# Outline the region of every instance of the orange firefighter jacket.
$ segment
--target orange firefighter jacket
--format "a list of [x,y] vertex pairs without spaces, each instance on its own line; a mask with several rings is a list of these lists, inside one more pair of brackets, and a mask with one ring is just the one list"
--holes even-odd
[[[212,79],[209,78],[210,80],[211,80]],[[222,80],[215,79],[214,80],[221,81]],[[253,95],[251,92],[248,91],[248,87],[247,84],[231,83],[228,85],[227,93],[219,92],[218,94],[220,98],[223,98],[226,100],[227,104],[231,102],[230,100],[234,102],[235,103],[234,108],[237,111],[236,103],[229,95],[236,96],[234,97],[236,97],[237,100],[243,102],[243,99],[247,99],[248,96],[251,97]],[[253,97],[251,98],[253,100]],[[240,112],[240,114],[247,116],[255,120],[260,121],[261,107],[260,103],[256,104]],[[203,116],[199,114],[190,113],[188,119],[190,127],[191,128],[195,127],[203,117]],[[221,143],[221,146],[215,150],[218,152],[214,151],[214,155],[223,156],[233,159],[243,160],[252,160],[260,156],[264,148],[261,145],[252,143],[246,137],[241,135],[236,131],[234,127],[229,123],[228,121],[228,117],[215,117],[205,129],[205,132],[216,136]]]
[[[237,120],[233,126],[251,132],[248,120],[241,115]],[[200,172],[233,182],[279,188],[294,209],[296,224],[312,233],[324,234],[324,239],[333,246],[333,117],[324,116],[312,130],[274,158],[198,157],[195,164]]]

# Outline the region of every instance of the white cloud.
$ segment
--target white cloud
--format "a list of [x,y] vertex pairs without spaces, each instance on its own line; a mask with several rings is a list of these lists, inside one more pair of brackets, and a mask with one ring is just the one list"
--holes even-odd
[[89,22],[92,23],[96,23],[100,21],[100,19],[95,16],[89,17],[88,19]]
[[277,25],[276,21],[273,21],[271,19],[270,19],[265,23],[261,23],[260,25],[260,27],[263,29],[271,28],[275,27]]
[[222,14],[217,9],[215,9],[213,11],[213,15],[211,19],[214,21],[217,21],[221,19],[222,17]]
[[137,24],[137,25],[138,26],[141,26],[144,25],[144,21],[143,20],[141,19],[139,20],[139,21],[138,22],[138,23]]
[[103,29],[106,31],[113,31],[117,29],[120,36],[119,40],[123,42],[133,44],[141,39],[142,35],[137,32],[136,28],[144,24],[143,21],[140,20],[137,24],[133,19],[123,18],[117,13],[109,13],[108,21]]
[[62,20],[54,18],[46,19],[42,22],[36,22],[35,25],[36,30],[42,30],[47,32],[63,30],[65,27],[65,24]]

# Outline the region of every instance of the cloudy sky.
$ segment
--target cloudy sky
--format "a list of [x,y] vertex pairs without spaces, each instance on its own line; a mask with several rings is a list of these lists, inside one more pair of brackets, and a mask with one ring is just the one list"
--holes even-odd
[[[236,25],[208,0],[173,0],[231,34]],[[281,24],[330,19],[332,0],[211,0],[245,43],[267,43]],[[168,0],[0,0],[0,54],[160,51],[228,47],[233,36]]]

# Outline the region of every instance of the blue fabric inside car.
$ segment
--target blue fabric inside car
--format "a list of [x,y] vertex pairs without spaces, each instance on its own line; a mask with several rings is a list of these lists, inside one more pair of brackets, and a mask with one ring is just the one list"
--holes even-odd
= = = =
◆ OPDRACHT: Hernoem "cloudy sky" overal tot "overcast sky" in het deel van de records dat begint bij de regel met "# Outline the region of every instance of the cloudy" en doorloopt tot het einde van de records. Geef alleen dat deel terug, verder ongewijzigd.

◆ JUIST ANTWOORD:
# Outline the region of every instance of the overcast sky.
$ segment
--target overcast sky
--format "a list of [x,y] vertex pairs without spaces, each instance on its own line; a mask with several rings is a list of these lists, inside one more pair of brackets, and a mask with one ring is just the one list"
--holes even-odd
[[[236,25],[208,0],[173,0],[231,34]],[[281,24],[330,19],[332,0],[211,0],[245,43],[267,43]],[[168,0],[0,0],[0,54],[160,51],[228,47],[233,36]]]

# Outline the region of every instance of the blue fabric inside car.
$ segment
--target blue fabric inside car
--format "a list of [x,y] vertex pairs without spaces, each instance on its own line; a mask with several rings is a list of these lists, inside one more pair of brackets, and a mask with one ring is just the one list"
--holes even-odd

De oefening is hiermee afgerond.